Return the entries below word for word, line by line, but leave out the pictures.

Outlined labeled areas:
..........
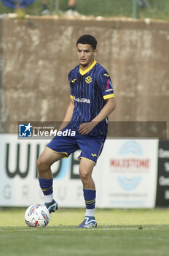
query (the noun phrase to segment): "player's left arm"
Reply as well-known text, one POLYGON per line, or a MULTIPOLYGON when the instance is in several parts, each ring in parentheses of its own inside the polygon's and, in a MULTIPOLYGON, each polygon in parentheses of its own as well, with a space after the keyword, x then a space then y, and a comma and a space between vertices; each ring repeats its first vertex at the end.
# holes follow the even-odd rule
POLYGON ((107 99, 106 101, 106 105, 90 122, 84 123, 79 126, 79 132, 80 134, 84 135, 87 135, 97 124, 104 120, 116 108, 116 101, 114 97, 107 99))

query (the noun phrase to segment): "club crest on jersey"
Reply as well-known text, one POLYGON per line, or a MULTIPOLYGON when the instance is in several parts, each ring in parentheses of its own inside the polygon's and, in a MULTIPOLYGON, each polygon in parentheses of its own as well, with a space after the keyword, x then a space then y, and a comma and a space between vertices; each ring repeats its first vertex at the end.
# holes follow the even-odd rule
POLYGON ((92 78, 90 78, 90 76, 88 76, 85 78, 85 82, 87 83, 90 83, 92 82, 92 78))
..........
Task answer:
query (the noun phrase to segment): "player's left arm"
Reply as well-known text, one POLYGON per line, or a MULTIPOLYGON when the instance is in several parts, each ring in parentheses of its own inside the polygon's and, in a MULTIPOLYGON, each polygon in parentheses of its own as well, with a space after the keyword, x then a space then y, and a comma and a space between vertices; each ring repeats its first vertex at the end.
# holes follow the even-odd rule
POLYGON ((107 99, 106 101, 106 105, 90 122, 84 123, 79 126, 79 132, 80 134, 84 135, 87 135, 97 124, 104 120, 116 108, 116 101, 114 97, 107 99))

query (the noun phrase to segment): "club crest on jersey"
Reply as well-known text, one POLYGON per line, or a MULTIPOLYGON when the instance is in several parts, each ring in parentheses of its own inside the polygon's and, in a MULTIPOLYGON, each polygon in parentheses of its own as well, with a space after the keyword, x then a space then y, and a comma and a space between vertices; each ring repeats its first vertex at the end.
# holes follow the even-odd rule
POLYGON ((92 78, 90 78, 90 76, 88 76, 85 78, 85 82, 87 83, 90 83, 92 82, 92 78))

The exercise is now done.